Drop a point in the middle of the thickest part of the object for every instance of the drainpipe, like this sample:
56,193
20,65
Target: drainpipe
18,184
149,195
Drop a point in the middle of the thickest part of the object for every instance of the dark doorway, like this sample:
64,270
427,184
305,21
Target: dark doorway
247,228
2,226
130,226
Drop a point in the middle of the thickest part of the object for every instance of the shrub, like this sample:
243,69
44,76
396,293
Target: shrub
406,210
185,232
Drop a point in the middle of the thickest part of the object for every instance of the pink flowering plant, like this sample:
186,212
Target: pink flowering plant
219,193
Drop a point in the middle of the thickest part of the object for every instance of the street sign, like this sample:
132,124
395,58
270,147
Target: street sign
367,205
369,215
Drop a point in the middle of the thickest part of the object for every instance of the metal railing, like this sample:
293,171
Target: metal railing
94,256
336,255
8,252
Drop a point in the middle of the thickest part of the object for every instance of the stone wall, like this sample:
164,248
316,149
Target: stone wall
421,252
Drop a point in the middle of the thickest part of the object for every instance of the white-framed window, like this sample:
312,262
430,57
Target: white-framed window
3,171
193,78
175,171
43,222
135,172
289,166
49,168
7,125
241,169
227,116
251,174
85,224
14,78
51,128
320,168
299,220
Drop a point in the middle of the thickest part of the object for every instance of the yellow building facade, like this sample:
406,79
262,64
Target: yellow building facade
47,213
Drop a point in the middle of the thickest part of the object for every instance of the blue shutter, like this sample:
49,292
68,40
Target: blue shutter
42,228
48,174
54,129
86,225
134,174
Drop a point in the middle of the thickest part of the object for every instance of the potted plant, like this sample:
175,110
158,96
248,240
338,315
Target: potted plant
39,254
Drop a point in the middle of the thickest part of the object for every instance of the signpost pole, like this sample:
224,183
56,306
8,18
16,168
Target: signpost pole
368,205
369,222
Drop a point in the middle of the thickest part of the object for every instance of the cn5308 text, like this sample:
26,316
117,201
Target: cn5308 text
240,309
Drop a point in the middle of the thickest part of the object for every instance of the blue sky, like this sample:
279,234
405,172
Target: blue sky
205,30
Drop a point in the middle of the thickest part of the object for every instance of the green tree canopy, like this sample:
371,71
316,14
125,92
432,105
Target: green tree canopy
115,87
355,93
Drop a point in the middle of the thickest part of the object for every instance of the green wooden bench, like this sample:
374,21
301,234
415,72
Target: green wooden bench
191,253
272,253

..............................

**What is required:**
Starting with the line that contains "the green wooden" and continuing through the end of the listing, reproduce those lines with the requests included, and scale each answer point's coordinates by 1.65, rounding to whole numbers with halves rounded up. Leave the numbers in the requests and their samples unchanged.

**Result:**
Drop a point in the middle of the thickest part of the object for every instance of the green wooden bench, like this sample:
374,21
301,234
415,72
Target: green wooden bench
315,417
449,417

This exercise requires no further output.